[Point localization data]
===============

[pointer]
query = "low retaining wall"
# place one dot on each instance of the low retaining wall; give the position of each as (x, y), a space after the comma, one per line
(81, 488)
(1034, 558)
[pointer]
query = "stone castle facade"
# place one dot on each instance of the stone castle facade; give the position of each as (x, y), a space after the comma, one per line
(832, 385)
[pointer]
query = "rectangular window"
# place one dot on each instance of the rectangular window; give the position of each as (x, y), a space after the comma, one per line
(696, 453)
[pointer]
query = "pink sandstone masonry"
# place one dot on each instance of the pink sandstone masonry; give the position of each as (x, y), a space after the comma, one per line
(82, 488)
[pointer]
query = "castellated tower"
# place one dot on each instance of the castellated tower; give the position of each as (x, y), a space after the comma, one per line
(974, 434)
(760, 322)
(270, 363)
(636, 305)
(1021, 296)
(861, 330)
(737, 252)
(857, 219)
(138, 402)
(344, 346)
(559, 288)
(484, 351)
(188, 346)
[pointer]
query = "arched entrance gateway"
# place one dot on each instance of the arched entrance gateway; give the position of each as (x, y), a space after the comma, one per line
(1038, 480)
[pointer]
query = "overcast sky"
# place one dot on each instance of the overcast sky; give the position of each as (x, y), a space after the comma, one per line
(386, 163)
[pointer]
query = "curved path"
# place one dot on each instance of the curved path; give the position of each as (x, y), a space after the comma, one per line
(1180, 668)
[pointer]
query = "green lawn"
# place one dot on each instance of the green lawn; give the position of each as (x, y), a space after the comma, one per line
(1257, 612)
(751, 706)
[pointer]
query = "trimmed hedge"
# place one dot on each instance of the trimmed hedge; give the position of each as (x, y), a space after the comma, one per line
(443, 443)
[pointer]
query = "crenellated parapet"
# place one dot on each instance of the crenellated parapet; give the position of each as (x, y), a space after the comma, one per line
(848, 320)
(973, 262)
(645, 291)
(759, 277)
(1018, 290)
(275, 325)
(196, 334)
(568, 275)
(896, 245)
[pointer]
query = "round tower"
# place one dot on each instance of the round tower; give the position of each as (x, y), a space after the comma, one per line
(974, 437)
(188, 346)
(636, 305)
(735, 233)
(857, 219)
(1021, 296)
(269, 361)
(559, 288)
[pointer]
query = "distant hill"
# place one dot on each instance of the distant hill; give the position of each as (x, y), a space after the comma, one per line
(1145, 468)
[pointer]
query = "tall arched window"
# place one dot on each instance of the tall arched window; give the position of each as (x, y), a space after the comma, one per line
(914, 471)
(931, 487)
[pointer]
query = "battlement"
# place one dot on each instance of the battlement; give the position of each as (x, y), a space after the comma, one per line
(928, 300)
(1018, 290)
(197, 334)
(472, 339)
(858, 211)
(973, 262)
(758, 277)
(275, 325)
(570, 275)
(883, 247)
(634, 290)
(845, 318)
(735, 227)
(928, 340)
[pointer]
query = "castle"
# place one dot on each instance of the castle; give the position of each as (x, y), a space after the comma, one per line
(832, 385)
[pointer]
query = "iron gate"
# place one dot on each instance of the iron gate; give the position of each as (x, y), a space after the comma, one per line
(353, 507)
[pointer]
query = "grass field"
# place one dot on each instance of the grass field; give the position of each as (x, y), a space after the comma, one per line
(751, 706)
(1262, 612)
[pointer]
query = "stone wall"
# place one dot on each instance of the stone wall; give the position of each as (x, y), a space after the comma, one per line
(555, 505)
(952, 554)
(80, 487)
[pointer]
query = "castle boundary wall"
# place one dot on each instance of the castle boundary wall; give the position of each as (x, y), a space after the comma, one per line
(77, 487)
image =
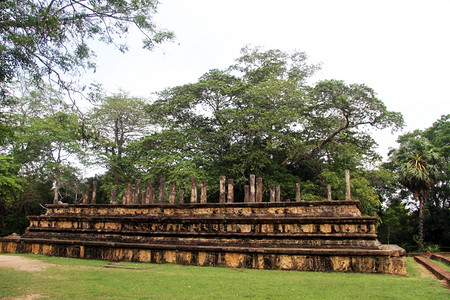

===============

The answer is the entries above, given again exactly, with no pictures among them.

[pointer]
query = "low retaining wall"
# place one dot on each instance of the low retaining wall; give the position of each as (x, y), a space after the comma, one per line
(81, 488)
(1034, 558)
[pointer]
query = "stone castle facade"
# place one dot on each instance of the stone castle facade; give the position of each as (x, y), a space after the comma, one per line
(832, 385)
[pointer]
query = "rectangular window"
# place one dot on each instance of the rectangular window; give the position of each as (x, y), a space after the comma, one per line
(696, 453)
[pointer]
query = "pink sandstone masonry"
# place one dot on each instance of the pink sandstone masonry; give the position of each as (x, y), a space after the comma, one per line
(82, 488)
[pointer]
query = "castellated tower"
# place one dot on each instance of the castellated tower; give the position of each as (x, y), a space after the comma, one per line
(974, 434)
(760, 322)
(270, 363)
(636, 305)
(1021, 296)
(861, 330)
(737, 252)
(857, 219)
(138, 402)
(344, 346)
(559, 288)
(484, 351)
(188, 346)
[pointer]
query = "arched entrance gateway"
# place one dot on each instance of the arched entrance gateway; give the position of each as (x, y), a space after the comma, one per line
(1038, 480)
[pointer]
query = "overcast sky"
# place one dot on each instance of the overcast sky; give the position of each as (x, y), a space after the comma, one per line
(386, 163)
[pointer]
query = "curved path"
# place one dot on each instance of the curved path; give the position of each as (x, y), a space after the comma, one per line
(1180, 668)
[pointer]
query = "green lawn"
# place one dot on each instance of the green lawn; give the position of each as (x, y), a space after the comma, one per line
(1257, 612)
(751, 706)
[pointer]
query = "trimmed hedge"
# place one dot on each instance of the trimmed hedge; give the position of each as (x, y), a space after the comma, one per line
(443, 443)
[pointer]
query = "crenellated parapet"
# place one dot on each instance of the crenellated parapet; give the position of each as (x, y), a space after the comma, one per line
(848, 320)
(973, 262)
(645, 291)
(759, 277)
(1018, 290)
(275, 325)
(196, 334)
(568, 275)
(896, 245)
[pointer]
query = "round tower"
# place one dot on each instance of the round tower; give the position of each as (x, y), a space after the comma, one per line
(974, 437)
(188, 346)
(636, 305)
(735, 233)
(857, 219)
(1021, 296)
(269, 361)
(559, 288)
[pointer]
query = "distant hill"
# place one dot on each instance of the distant hill; give the position of each as (x, y), a space after the comma, one per line
(1145, 468)
[pointer]
query = "tall arched window"
# place one dot on each instance of the tall arched window; give the position of each as (x, y), a space after the comma, one per line
(914, 471)
(931, 487)
[pointer]
query = "battlement"
# place one dot on each instance of the battlement; give the position of each as (x, y), a space after the comma, one per line
(928, 300)
(1018, 290)
(197, 334)
(472, 339)
(858, 211)
(973, 262)
(758, 277)
(275, 325)
(570, 275)
(883, 247)
(634, 290)
(845, 318)
(735, 227)
(928, 340)
[pointer]
query = "castle"
# place one dot on each instance of the castle; give the position of each as (x, y), a space after the comma, one per line
(832, 385)
[pointer]
query = "iron gate"
# place one dot on each instance of the iron gate; give the position of each as (x, y), a space after the comma, one per line
(353, 507)
[pointer]
query = "grass field"
# place one dot on each instance of the grass field; give the position of each as (x, y), a space after the comma, one per line
(751, 706)
(1262, 612)
[pointer]
query = "stone wall"
# place one dot on each instance of the stone wall; give the position of each as (x, y), a space after the comma, one per line
(555, 505)
(952, 554)
(80, 487)
[pointer]
query = "castle boundary wall"
# place one dot on each instance of the castle boundary wall; give the position of each as (x, y), a space after the comma, one per line
(77, 487)
image =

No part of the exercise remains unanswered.